**Work item**
Omit the pictures and return every entry exactly as written.

Entries shown section start

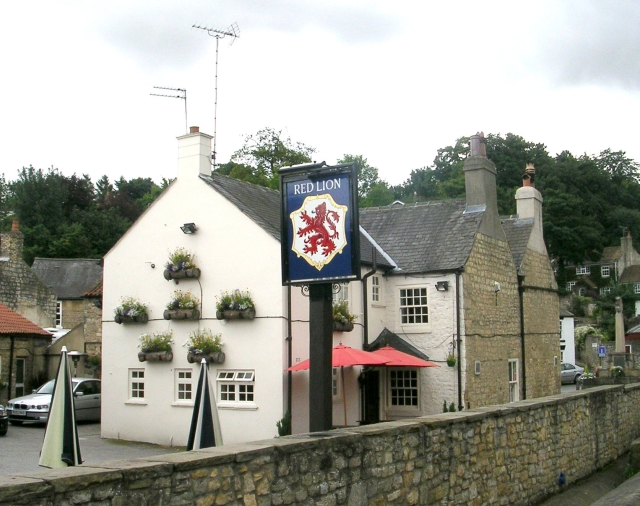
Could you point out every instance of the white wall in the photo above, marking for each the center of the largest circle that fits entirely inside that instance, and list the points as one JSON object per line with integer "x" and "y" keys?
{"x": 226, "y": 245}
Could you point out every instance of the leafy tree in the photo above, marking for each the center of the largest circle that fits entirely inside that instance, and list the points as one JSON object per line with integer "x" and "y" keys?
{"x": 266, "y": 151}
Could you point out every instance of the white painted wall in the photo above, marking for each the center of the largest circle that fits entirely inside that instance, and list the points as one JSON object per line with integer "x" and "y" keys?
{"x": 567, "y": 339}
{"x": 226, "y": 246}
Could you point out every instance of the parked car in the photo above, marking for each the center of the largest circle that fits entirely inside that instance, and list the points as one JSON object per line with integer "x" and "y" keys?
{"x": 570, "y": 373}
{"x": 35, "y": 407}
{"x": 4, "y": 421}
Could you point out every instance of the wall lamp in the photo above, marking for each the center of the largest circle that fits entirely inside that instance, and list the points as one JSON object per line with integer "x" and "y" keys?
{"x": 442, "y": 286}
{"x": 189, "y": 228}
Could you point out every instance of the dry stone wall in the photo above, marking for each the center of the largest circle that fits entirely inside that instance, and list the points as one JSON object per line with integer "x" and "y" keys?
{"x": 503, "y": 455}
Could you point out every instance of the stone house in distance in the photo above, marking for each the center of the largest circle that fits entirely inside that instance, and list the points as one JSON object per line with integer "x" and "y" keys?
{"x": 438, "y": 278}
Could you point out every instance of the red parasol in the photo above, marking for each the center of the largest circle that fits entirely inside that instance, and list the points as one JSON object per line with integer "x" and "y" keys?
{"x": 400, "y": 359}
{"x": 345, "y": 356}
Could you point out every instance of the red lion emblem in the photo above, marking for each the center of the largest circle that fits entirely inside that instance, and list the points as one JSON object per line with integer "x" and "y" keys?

Entries shown section end

**Result for this task**
Could you point out every instance of the white wall in the photo above, marking for each the center of the largest circle that fits entirely inside that instance, and list the points as one JSON object per line with integer "x" and "y" keys?
{"x": 226, "y": 245}
Could you point out every instance of the leafy tree in the photo above, marking for each the center of the largest circle that fits entirely inside that instance, and list the points as one JSON object per line with integer "x" and "y" keys?
{"x": 266, "y": 151}
Could you point out every instance of the white painted wall in the photo above, marking for each the center of the largest circle that fits entirely inside that instance, and list the points as one JSON object per line with integer "x" and "y" keys?
{"x": 567, "y": 339}
{"x": 226, "y": 246}
Could you point out every instance of the parked car in the photo above, marking for each the center of the largest circle that fits entirely inside that instance, and list the points as one JSON object per line with integer "x" and "y" keys?
{"x": 570, "y": 373}
{"x": 35, "y": 407}
{"x": 4, "y": 421}
Could you point out every instance of the wall lamp in the photo above, marking for each the center of the largest circle that fits entirely inside that instance, and list the points as one JSON object per line with integer "x" and "y" keys?
{"x": 442, "y": 286}
{"x": 189, "y": 228}
Could you point out every instance of the dry stone wall in the photo above, marking for each the center of the largest circle that fits entirely inside that instance, and list the points as one JSON object per line with integer "x" and "y" keys?
{"x": 503, "y": 455}
Could you point out every instance of the stone house in distance in the photo above, marking for each the center of the largest circle that fits entirely inside that instance, and list the points as one JSON object per line with integer "x" and "y" keys?
{"x": 438, "y": 278}
Could you point out every instance of the red parasol in the photo above, marking for each the center of the largest circle that fits entirely inside that instance, and list the points as one JSON object per line with integer "x" and "y" keys?
{"x": 400, "y": 359}
{"x": 345, "y": 356}
Could you point out every instance of the red lion emblem in the photo above, marking for each the center of the largest circle that fits entirely inside that instance, and list the points as one JSON object per line with integer "x" and "y" keys?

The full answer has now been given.